··· Selected excerpt ···

Likeminded ideas resulted in the group setting up a firm, Architects’ Combine. Iyer is the last surviving member and continues to work from the same space. This Sir JJ School of Art alumnus has just released his fourth book, Boombay: From Precincts to Sprawl.


Cuffe Parade
Batley felt pitched roofs were the best protection against Bombay’s monsoon. He showed this in the design of Sealand at Cuffe Parade

Draft to reality
Talk veers to how this title took shape. Charles Correa, his senior at school, finds immediate mention. “Friends, including Charles, were aware of my discussions and observations across decades. He would ask, ‘Why don’t you write about it?’ I wasn’t sure if an architect could be an author too. Nevertheless, I began work on it four years ago. I wrote it in third person, and it took me two years to complete. But I felt something was amiss,” he admits.


Boombay
Boombay: From Precincts to Sprawl, Kamu Iyer, Popular Prakashan, Rs 750. Available at leading bookstores and on www.popularprakashan.com

After senior editor Carmen Kagal read his draft that had been rejected by several publishers, she advised, ‘There’s so much of you in it; why don’t you write it in first person?’ It clicked. The design (courtesy: Sudhakar Nadkarni) — with black and white photos, blueprints, maps and info-captions along the bottom of each page — makes for a refreshing departure from most academic, architectural tomes. Iyer wanted to use only black and white photos — “Most of my research was in black and white; so I preferred the continuity.”

Shaping a city
The chapter on Iyer’s growing up days in Hindu Colony, and its comparison with Parsi Colony nearby, will regale the cityphile. There are chapters on the Art Deco influence, on its two business districts, the Bombay Improvement Trust’s work, and community housing, with mentions of chawls, wadis and gaothans.

Architect Claude Batley’s name cropped up often. “Unlike FW Stevens or George Wittet, who created monumental buildings that were conservative in design, Batley’s strength was his use of domestic architecture and fabric. This professor from Sir JJ School of Art felt that a transit from past to present had to be gradual. He had an active interest in Bombay’s growth. “Batley was critical of the controversial Backbay Reclamation project, and felt the promenade was the only worthwhile part,” he adds, giving us insight into his works that spanned residential projects like Gold Croft building on Warden Road, and Cusrow Baug as well Bombay Central railway station. GB Mhatre draws praise too. This professor from Sir JJ School was gifted but inarticulate and hence known only within the community. “He was innovative in his residential designs,” Iyer shares.

···

## Things to do
1. In the article on Kamu Iyer's book, who advised him to rewrite his draft in the first person?
2. Resume the article on Kamu Iyer's book, picking up after its last sentence.

··· Data provided ···

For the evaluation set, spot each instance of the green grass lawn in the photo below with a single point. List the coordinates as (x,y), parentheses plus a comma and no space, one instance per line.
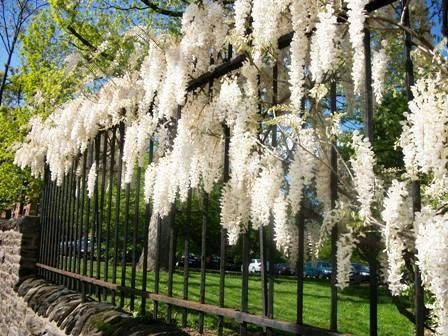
(353,302)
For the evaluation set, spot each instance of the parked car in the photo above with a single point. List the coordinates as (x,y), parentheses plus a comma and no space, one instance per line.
(359,273)
(255,266)
(84,245)
(282,269)
(317,269)
(213,262)
(193,261)
(233,266)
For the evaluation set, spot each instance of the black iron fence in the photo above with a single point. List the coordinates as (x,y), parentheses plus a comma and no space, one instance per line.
(99,244)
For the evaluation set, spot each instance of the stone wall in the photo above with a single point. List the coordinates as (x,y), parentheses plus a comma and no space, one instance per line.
(30,306)
(19,243)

···

## Answers to the exercise
1. Senior editor Carmen Kagal advised him to write it in the first person.

2.
Myth and reality
Fast forward to 1964. We ask about the one factor that changed the city’s building landscape forever. “Bombay never had a master plan so FSI (Floor Space Index) was a good model of development for its time,” explains Iyer, “The same model might have improved things today had it been adopted with a continuity. Now, it’s just a trade-able commodity that has resulted in a huge difference in living conditions of the rich and the poor,” he laments.

“It’s a myth that scarcity of land has created the need for high rises, thereby inflating costs. Besides, low rises are safer as there is less chance of fires; lifts and costs of special facilities are negated,” he vouches. Iyer also cites the concerns around redevelopment: “We must learn from our mistakes. Having a fixed view that a 100-storey building will solve problems is a myth just as it is pointless to stick to ideas from the past.”

It’s time to leave. His parting words hold promise — “The opening up of the eastern front offers a golden opportunity to ease our city’s woes. But it needs to be integrated. Bombay can reinvent itself better than any other Indian city.” Touche.

Note: The term Bombay has been used to follow historic continuity of the subject.